=== GIVEN PROBLEM ===
Update the records from the line with "Where can you see the white cylindrical" to the line with "<point>549,296</point>" by swapping "cylindrical tank" for "storage drum", changing nothing else.

══ MATERIAL TO PROCESS ══

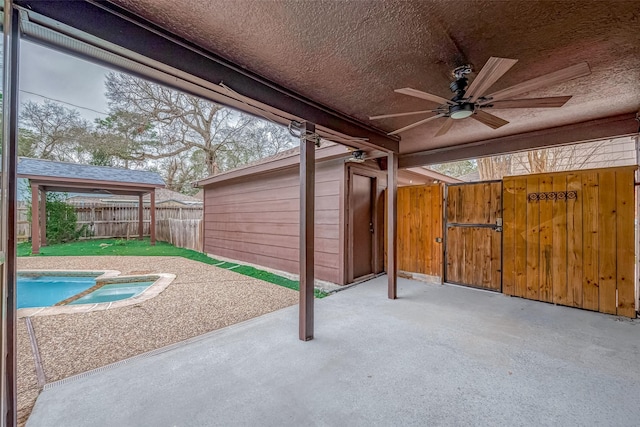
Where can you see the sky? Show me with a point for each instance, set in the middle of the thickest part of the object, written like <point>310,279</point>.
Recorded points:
<point>63,78</point>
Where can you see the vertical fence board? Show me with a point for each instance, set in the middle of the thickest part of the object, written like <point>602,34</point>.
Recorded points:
<point>607,243</point>
<point>520,235</point>
<point>575,252</point>
<point>590,299</point>
<point>533,243</point>
<point>625,233</point>
<point>546,239</point>
<point>559,249</point>
<point>509,237</point>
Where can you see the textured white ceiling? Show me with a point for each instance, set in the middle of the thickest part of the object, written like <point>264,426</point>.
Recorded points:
<point>350,55</point>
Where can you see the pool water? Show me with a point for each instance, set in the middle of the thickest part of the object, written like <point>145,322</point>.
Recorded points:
<point>113,292</point>
<point>44,291</point>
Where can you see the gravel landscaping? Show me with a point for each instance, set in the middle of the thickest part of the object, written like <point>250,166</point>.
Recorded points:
<point>202,298</point>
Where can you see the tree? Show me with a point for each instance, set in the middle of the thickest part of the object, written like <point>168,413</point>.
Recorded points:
<point>118,139</point>
<point>494,167</point>
<point>185,124</point>
<point>51,131</point>
<point>456,169</point>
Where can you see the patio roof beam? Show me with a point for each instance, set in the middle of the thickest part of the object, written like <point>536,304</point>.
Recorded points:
<point>392,227</point>
<point>122,28</point>
<point>35,219</point>
<point>607,127</point>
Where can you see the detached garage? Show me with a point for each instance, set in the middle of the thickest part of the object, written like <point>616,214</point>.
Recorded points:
<point>251,214</point>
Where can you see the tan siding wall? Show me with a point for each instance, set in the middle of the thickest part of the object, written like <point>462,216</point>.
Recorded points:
<point>256,220</point>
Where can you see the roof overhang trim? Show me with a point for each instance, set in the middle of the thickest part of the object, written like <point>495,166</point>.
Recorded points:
<point>106,33</point>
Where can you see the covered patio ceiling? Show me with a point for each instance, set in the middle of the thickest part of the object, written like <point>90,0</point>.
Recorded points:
<point>350,56</point>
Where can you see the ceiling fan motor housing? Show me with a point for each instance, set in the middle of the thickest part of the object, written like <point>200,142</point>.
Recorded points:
<point>458,87</point>
<point>461,111</point>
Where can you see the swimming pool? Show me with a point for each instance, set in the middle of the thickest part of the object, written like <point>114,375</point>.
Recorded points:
<point>48,290</point>
<point>113,292</point>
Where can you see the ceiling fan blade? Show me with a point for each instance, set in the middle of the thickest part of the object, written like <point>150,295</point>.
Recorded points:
<point>411,126</point>
<point>488,119</point>
<point>490,73</point>
<point>424,95</point>
<point>445,127</point>
<point>549,102</point>
<point>386,116</point>
<point>579,70</point>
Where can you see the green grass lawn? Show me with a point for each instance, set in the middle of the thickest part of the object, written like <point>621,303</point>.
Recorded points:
<point>133,247</point>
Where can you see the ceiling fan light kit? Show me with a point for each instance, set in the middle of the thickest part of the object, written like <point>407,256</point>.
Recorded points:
<point>473,102</point>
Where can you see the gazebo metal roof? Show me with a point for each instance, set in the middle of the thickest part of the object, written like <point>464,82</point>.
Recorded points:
<point>52,176</point>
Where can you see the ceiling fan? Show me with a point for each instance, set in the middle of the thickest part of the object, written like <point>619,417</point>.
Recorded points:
<point>472,101</point>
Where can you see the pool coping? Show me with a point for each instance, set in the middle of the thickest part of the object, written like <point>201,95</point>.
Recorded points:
<point>162,280</point>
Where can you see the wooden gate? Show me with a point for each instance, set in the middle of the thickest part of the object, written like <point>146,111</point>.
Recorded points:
<point>420,229</point>
<point>473,240</point>
<point>569,239</point>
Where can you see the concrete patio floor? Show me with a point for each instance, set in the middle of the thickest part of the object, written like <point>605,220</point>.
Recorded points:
<point>439,355</point>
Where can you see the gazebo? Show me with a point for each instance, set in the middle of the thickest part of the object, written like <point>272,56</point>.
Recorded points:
<point>50,176</point>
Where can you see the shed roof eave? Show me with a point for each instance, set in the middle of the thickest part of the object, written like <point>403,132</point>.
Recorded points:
<point>322,155</point>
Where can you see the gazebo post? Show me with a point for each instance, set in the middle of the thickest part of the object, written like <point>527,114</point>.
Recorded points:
<point>35,219</point>
<point>43,217</point>
<point>152,226</point>
<point>307,239</point>
<point>140,217</point>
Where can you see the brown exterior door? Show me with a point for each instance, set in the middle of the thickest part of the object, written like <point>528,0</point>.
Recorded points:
<point>473,248</point>
<point>362,229</point>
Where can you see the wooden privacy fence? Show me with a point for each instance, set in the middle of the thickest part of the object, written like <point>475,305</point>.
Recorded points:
<point>473,239</point>
<point>173,223</point>
<point>569,239</point>
<point>419,225</point>
<point>183,233</point>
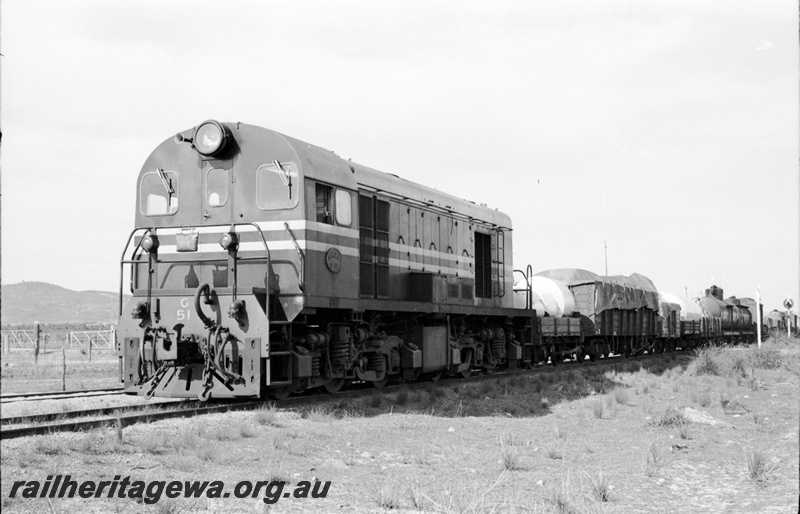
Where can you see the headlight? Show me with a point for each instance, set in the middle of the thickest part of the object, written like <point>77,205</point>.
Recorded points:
<point>209,137</point>
<point>149,243</point>
<point>229,241</point>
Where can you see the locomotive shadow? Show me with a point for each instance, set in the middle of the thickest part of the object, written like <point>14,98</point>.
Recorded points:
<point>522,395</point>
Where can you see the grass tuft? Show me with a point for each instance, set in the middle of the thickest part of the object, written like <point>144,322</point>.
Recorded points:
<point>388,496</point>
<point>672,418</point>
<point>621,395</point>
<point>655,457</point>
<point>601,488</point>
<point>267,415</point>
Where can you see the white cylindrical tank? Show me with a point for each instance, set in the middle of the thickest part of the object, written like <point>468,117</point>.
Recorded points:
<point>690,310</point>
<point>549,296</point>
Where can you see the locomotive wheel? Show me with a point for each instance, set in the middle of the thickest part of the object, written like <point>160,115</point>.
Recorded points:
<point>467,372</point>
<point>379,384</point>
<point>334,386</point>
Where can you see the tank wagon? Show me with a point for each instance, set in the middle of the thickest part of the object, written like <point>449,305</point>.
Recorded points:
<point>264,265</point>
<point>584,314</point>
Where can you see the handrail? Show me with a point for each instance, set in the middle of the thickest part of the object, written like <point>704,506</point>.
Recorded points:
<point>133,233</point>
<point>301,271</point>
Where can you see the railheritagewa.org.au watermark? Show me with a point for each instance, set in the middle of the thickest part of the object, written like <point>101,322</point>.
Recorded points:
<point>63,486</point>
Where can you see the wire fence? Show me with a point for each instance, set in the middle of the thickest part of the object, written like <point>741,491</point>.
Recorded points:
<point>67,339</point>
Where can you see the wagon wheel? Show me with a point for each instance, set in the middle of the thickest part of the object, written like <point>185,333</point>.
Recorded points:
<point>334,386</point>
<point>467,372</point>
<point>280,394</point>
<point>411,374</point>
<point>379,384</point>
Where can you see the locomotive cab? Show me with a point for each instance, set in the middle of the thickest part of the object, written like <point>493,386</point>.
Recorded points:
<point>261,264</point>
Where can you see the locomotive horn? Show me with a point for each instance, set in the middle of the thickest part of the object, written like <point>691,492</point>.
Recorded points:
<point>180,138</point>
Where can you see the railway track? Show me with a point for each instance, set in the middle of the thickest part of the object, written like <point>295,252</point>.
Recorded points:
<point>59,395</point>
<point>129,415</point>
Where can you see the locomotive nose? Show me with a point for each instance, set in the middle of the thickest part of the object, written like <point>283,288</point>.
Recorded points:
<point>211,138</point>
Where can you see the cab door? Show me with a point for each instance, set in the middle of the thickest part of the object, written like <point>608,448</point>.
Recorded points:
<point>217,203</point>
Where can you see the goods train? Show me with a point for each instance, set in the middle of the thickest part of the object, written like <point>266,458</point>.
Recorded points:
<point>261,265</point>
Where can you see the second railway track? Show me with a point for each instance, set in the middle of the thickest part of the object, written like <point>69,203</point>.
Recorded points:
<point>123,416</point>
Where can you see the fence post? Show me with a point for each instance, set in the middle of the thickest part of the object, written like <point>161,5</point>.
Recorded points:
<point>63,369</point>
<point>37,333</point>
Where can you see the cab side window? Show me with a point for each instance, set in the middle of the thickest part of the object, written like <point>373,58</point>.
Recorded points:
<point>324,208</point>
<point>344,214</point>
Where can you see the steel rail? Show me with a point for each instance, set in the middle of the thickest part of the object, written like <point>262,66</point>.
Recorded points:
<point>59,395</point>
<point>116,416</point>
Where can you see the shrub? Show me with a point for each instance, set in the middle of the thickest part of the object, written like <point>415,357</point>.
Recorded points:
<point>597,409</point>
<point>672,417</point>
<point>510,459</point>
<point>706,361</point>
<point>759,469</point>
<point>765,358</point>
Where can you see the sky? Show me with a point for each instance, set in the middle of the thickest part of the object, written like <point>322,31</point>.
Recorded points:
<point>664,130</point>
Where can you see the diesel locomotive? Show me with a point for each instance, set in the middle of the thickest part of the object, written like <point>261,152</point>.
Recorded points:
<point>261,265</point>
<point>264,265</point>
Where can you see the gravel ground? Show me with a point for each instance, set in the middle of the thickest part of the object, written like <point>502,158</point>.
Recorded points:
<point>570,443</point>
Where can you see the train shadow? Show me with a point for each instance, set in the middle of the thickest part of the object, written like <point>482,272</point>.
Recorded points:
<point>523,394</point>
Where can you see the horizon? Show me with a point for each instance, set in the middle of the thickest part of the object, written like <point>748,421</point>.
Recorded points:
<point>667,131</point>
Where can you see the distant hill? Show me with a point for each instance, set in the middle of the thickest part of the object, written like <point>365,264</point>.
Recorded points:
<point>27,302</point>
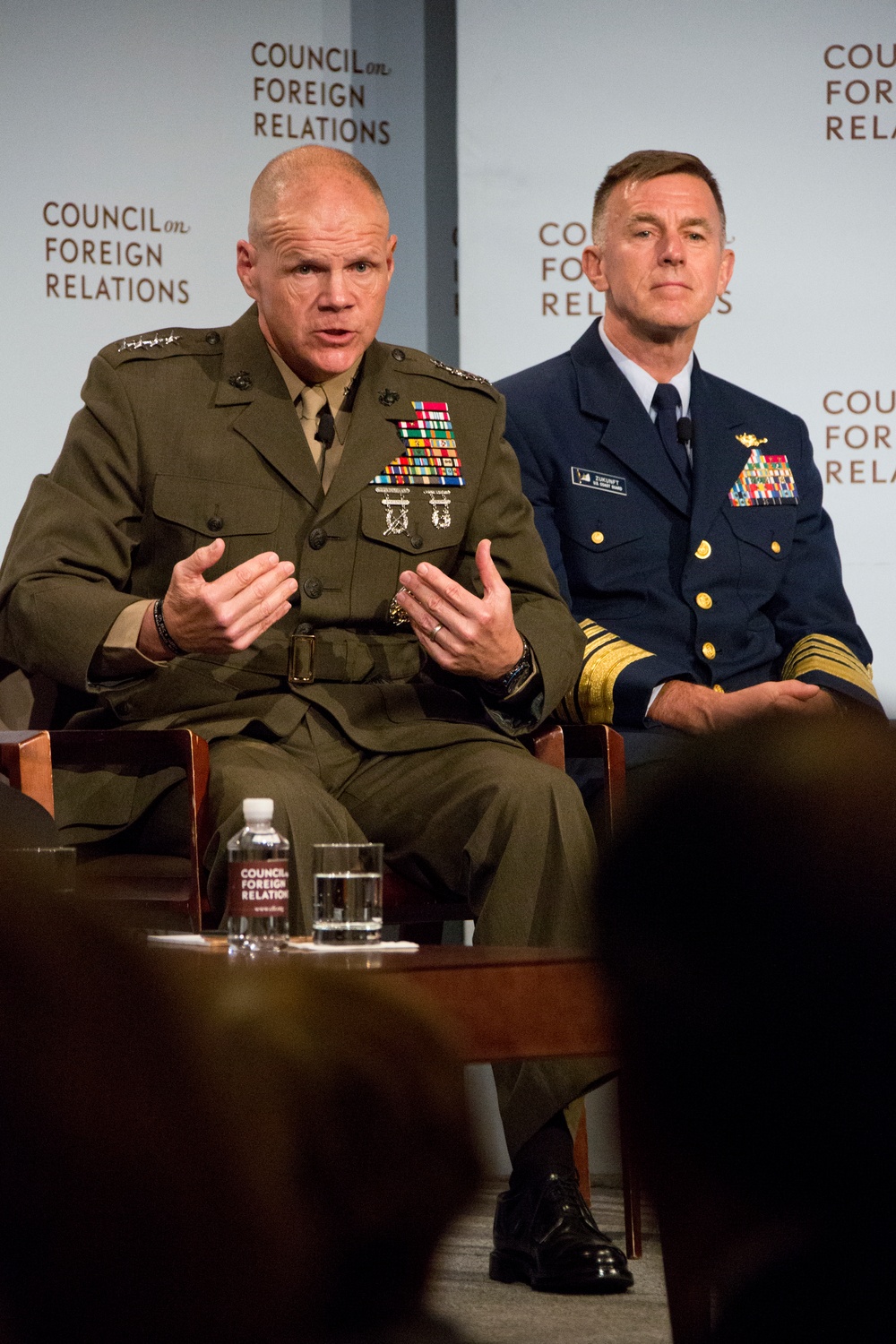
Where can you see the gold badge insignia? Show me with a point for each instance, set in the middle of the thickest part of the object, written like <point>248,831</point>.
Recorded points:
<point>398,616</point>
<point>441,502</point>
<point>750,440</point>
<point>397,504</point>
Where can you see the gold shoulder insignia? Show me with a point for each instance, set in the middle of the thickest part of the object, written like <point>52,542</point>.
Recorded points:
<point>750,440</point>
<point>152,341</point>
<point>460,373</point>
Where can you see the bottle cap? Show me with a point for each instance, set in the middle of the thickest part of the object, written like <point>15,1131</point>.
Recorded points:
<point>258,809</point>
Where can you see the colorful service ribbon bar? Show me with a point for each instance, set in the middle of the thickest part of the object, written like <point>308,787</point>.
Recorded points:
<point>430,451</point>
<point>764,480</point>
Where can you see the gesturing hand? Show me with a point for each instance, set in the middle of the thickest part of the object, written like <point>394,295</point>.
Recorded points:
<point>468,634</point>
<point>228,613</point>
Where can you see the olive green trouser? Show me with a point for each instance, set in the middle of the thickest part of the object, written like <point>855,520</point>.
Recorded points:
<point>482,820</point>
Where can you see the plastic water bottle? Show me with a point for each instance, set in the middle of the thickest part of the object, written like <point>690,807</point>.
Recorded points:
<point>258,882</point>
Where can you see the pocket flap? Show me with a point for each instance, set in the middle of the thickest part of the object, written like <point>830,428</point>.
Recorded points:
<point>217,508</point>
<point>769,527</point>
<point>600,534</point>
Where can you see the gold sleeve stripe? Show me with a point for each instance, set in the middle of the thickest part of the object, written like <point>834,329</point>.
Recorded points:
<point>606,656</point>
<point>823,653</point>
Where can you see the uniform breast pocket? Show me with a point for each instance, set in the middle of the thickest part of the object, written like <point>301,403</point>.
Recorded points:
<point>191,511</point>
<point>606,556</point>
<point>764,535</point>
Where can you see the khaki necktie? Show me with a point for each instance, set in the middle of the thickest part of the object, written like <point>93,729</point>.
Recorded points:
<point>314,400</point>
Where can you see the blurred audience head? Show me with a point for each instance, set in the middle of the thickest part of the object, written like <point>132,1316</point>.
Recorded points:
<point>748,926</point>
<point>136,1204</point>
<point>378,1139</point>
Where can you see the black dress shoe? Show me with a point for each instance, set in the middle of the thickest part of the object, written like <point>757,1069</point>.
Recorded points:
<point>544,1236</point>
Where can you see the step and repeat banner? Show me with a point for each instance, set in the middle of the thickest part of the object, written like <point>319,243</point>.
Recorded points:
<point>134,131</point>
<point>794,109</point>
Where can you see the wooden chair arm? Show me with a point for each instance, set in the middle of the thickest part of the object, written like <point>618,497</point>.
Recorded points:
<point>555,741</point>
<point>24,758</point>
<point>153,749</point>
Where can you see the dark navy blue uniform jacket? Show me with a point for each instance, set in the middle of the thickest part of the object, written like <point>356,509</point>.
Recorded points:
<point>668,585</point>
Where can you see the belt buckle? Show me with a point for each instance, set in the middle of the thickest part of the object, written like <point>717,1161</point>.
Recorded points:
<point>301,660</point>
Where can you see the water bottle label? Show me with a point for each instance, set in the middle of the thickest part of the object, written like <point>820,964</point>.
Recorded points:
<point>257,887</point>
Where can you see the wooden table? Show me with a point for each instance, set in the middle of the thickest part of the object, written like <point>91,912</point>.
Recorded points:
<point>497,1003</point>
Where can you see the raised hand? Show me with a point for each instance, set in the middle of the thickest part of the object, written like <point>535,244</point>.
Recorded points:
<point>228,613</point>
<point>463,633</point>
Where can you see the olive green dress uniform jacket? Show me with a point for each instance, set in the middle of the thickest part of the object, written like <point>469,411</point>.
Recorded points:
<point>190,435</point>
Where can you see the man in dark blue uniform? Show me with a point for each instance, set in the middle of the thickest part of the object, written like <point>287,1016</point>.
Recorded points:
<point>681,513</point>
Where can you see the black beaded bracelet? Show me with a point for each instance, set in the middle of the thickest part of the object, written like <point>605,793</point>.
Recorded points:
<point>161,631</point>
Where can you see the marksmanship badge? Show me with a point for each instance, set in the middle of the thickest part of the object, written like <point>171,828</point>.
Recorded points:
<point>395,504</point>
<point>441,502</point>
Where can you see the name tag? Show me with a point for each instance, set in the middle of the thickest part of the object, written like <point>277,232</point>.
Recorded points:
<point>598,480</point>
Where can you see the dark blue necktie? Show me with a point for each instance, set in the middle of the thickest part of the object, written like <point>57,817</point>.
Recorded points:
<point>667,402</point>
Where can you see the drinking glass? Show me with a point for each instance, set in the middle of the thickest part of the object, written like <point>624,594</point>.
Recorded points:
<point>349,892</point>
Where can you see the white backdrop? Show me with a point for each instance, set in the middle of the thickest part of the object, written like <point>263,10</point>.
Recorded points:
<point>148,108</point>
<point>548,101</point>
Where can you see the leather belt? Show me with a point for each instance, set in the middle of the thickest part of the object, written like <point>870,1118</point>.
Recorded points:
<point>338,655</point>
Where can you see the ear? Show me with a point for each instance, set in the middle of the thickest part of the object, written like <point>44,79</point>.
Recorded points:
<point>246,258</point>
<point>592,268</point>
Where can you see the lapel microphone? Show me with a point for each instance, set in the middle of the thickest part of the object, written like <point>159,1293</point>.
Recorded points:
<point>325,433</point>
<point>327,427</point>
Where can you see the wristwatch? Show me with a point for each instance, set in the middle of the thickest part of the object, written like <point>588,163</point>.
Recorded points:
<point>505,685</point>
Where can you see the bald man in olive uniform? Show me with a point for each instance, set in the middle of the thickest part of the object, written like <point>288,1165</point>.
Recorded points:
<point>314,550</point>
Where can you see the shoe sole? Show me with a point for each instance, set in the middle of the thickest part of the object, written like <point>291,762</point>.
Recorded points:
<point>506,1268</point>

═══

=== SOLUTION FOR THIS EXERCISE ===
Where can you see the white storage drum? Show me with a point for each instance, set in the middle of the thickest part of the object, written like <point>468,117</point>.
Recorded points:
<point>690,310</point>
<point>549,296</point>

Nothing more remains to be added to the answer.